**Exercise directions:** Rewrite the stretch of the data from the line containing "point: chocolate puddle" through the end, changing every "metal baking pan" to "steel baking pan" and leaving everything else the same.
:: Extracted material ::
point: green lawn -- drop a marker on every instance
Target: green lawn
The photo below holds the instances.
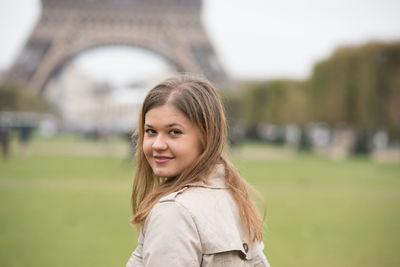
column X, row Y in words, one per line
column 67, row 204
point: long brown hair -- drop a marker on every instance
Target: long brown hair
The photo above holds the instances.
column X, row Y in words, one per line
column 198, row 100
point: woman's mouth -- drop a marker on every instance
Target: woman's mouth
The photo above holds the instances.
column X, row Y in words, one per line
column 162, row 159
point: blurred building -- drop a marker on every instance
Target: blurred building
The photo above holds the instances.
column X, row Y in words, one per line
column 87, row 106
column 171, row 28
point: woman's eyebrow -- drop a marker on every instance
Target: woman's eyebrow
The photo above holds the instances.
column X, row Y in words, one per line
column 174, row 124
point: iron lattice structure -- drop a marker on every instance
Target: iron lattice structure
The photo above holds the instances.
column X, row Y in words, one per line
column 171, row 28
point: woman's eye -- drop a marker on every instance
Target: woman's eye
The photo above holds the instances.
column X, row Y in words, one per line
column 175, row 132
column 150, row 131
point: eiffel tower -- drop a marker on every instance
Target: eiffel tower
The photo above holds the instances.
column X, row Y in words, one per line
column 170, row 28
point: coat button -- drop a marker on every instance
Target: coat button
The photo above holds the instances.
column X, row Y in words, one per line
column 245, row 247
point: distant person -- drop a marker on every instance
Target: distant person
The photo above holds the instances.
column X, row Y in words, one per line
column 25, row 135
column 191, row 204
column 5, row 140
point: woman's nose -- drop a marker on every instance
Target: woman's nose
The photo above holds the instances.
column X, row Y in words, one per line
column 160, row 143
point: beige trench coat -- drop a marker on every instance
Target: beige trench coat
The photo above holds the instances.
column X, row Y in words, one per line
column 197, row 226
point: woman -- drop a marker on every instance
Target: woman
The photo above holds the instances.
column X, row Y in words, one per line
column 192, row 206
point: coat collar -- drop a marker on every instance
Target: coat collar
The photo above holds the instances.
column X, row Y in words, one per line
column 216, row 180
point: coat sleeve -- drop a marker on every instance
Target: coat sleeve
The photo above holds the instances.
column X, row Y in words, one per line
column 171, row 238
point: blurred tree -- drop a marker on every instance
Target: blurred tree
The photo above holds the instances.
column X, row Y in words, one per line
column 359, row 86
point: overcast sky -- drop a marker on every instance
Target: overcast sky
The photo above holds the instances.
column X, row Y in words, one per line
column 255, row 39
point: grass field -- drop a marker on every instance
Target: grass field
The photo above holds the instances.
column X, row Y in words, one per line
column 66, row 203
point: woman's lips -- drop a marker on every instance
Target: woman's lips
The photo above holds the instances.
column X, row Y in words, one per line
column 162, row 159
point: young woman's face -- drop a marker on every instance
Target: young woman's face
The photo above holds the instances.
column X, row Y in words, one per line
column 171, row 141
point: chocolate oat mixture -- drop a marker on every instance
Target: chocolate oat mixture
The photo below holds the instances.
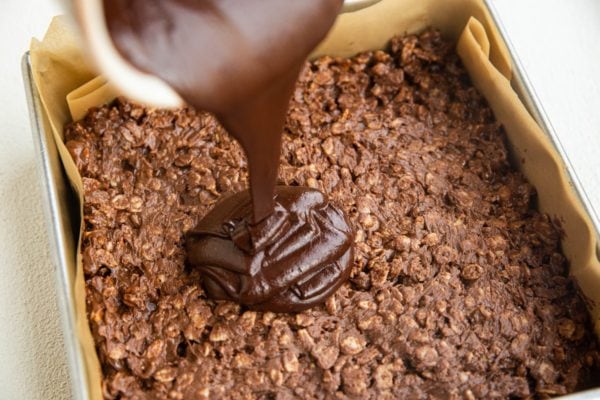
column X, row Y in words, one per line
column 458, row 290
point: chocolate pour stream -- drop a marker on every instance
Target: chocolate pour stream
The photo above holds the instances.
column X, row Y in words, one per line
column 272, row 248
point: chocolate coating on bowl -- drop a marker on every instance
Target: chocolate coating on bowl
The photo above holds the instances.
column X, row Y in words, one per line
column 291, row 261
column 240, row 59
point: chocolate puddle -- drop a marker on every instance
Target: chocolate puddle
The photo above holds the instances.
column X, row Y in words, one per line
column 279, row 250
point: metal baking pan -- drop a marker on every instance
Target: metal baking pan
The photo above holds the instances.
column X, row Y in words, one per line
column 63, row 223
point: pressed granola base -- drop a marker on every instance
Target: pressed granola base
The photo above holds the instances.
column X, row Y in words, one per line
:::
**Written solution:**
point: chocolate puddle -- drop a marker on every instance
Target: chocolate puddle
The photo above holds the instances.
column X, row Y in words, one per line
column 279, row 250
point: steel baking pan -- drop a marker on every instance
Target: steel baking pan
The photo above holds the instances.
column X, row Y in words, one per line
column 63, row 223
point: pressed granola base -- drop a marker on every instance
Target: pressed granola base
The photo above holds the instances.
column X, row Y in words, one per line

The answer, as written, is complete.